__POTONGAN DOKUMEN__.
►
Dalam upaya untuk menunaikan tugas mencapai tujuan organisasi, maka dewan direksi menjalankan tiga pekerjaan utama: 1) Membangun strategi. 2) Melakukan eksekusi dan 3) Memimpin anggota tim. Dalam menjalankan ketiga pekerjaan utama tersebut, dewan direksi yang dipimpin oleh Direktur Utama (biasa disebut sebagai Chief Executive Officer) harus membuat dan memutuskan banyak keputusan stratejik yang jadi panduan operasional organisasi. Serangkaian keputusan yang dihasilkan oleh dewan direksi tersebut akan menentukan arah perusahaan dan keberhasilan mereka mencapai tujuan yang ditetapkan (Mintzberg, 1978; Hambrick & Mason, 1984).

Bagaimana keputusan stratejik yang hebat diputuskan dalam rapat dewan direksi? Pertanyaan ini seringkali terlewat pada saat membahas pengaruh strategi terhadap kinerja sebuah perusahaan. Semua fokus pada apa (isi/konten) keputusan yang dihasilkan, namun melupakan bagaimana proses (konteks) pengambilan keputusan yang hebat dihasilkan di dalam rapat direksi.

Dari riset yang dilakukan oleh penulis di industri pertambangan di Indonesia, terbukti bahwa proses pengambilan keputusan stratejik yang baik harus didukung kolaborasi yang optimal antar anggota dewan direksi. Sementara itu proses kolaborasi yang optimal hanya dapat dilakukan apabila terdapat kepercayaan (trust) antar dewan direksi (Utomo, 2017).

Pertamina Dalam Pusaran Tornado
Tahun 2016 merupakan tahun yang cemerlang bagi Pertamina. Sesudah berhasil mengenyahkan mafia perminyakan dalam wujud dominasi Petral pada aktivitas impor minyak, Pertamina mampu melakukan penghematan sebesar 35 Triliun (Detik Finance, 2017) dengan mengaktifkan kembali Integrated Supply Chain (ISC) menggantikan peran broker yang selama ini dipegang oleh Petral dan ditambah dengan inisiatif-inisiatif efisiensi proses lainnya.
◄
__CATATAN YANG DISEDIAKAN__.
►
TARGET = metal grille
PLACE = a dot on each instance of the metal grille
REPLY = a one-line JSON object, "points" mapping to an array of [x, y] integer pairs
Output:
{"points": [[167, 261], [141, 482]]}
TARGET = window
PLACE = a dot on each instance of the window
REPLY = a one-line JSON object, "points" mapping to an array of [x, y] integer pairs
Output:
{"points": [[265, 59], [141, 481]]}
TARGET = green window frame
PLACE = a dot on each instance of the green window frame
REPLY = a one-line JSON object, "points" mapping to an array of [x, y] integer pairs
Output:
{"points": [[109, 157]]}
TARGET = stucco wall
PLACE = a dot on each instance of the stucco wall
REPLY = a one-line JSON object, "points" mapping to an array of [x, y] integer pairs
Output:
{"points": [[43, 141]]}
◄
►
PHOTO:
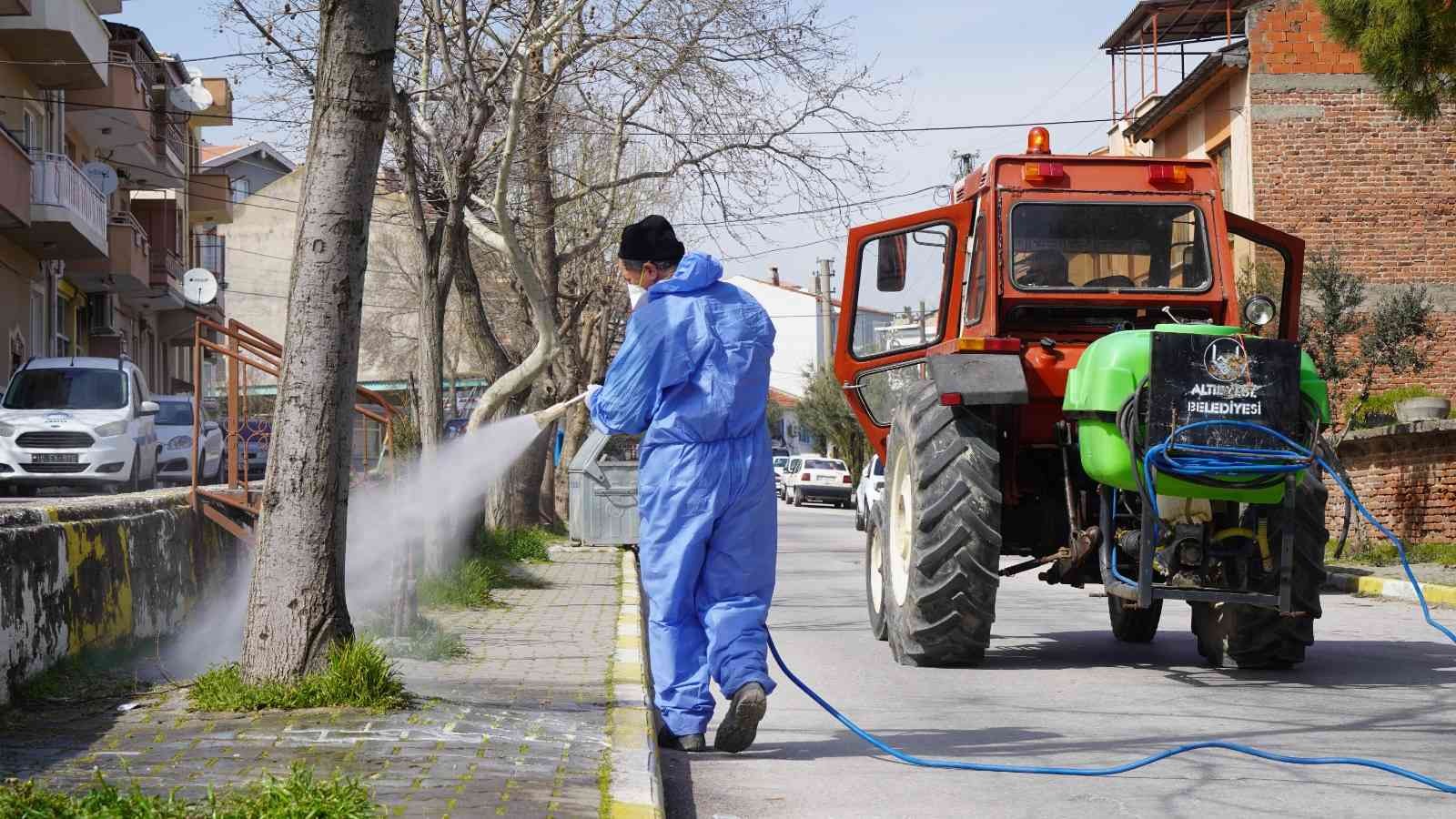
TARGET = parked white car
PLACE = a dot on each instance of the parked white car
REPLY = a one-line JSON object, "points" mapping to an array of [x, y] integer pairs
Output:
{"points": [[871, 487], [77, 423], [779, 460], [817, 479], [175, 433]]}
◄
__TUGAS WAJIB__. Lanjutkan tulisan tentang keputusan stratejik dewan direksi setelah kalimat terakhirnya. Catatan di atas tidak berhubungan dengan tulisan tentang keputusan stratejik dewan direksi.

__HASIL JAWABAN__.
Cerita sukses berlanjut dengan keberhasilan Pertamina untuk membukukan keuntungan bersih 42 Triliun pada tahun 2016 (Detik Finance, 2017). Tingkat keuntungan ini bahkan lebih besar dibandingkan dengan keuntungan Petronas Malaysia, perusahaan pembanding terdekat milik negara tetangga dan serumpun. Petronas selama bertahu-tahun selalu lebih unggul dari Pertamina baik dari jumlah aset yang dimiliki dan juga keuntungan yang didapatkan. Pada pada awal berdirinya, Petronas banyak belajar dari saudara tuanya, Pertamina.

Namun cerita cemerlang ini berubah total menjadi porak poranda akibat hempasan tornado. Pada awal tahun 2017 secara tiba-tiba Direktur Utama Dwi Soetjipto dan Wakil Direktur Utama Achmad Bambang dicopot dari posisinya. Big boss Pertamina, dalam hal ini menteri BUMN Rini Soemarno menyatakan bahwa alasan utama proses penggantian kedua pucuk pimpinan ini karena mereka dianggap buruk dalam bekerjasama sehingga keputusan stratejik yang diambil menjadi terlambat dan mengganggu kinerja perusahaan (Kompas, 2017).

Strategi untuk Memenangkan Persaingan

Perusahaan hidup dalam sebuah lingkungan industri yang sama dengan pesaing. Untuk menjadi pemenang, masing-masing perusahaan saling bersaing memperebutkan pasar (demand) yang tersedia. Dalam lingkungan industri yang sama, maka perusahaan menghasilkan produk dan jasa yang relatif sama. Agar mendapatkan “perhatian” dari konsumen maka perusahaan membangun strategi agar perhatian konsumen lebih tertuju kepada mereka dan kemudian mau membeli produk dan jasa yang dihasilkan dibandingkan dengan membeli dari perusahaan yang lain yang merupakan kompetitor mereka.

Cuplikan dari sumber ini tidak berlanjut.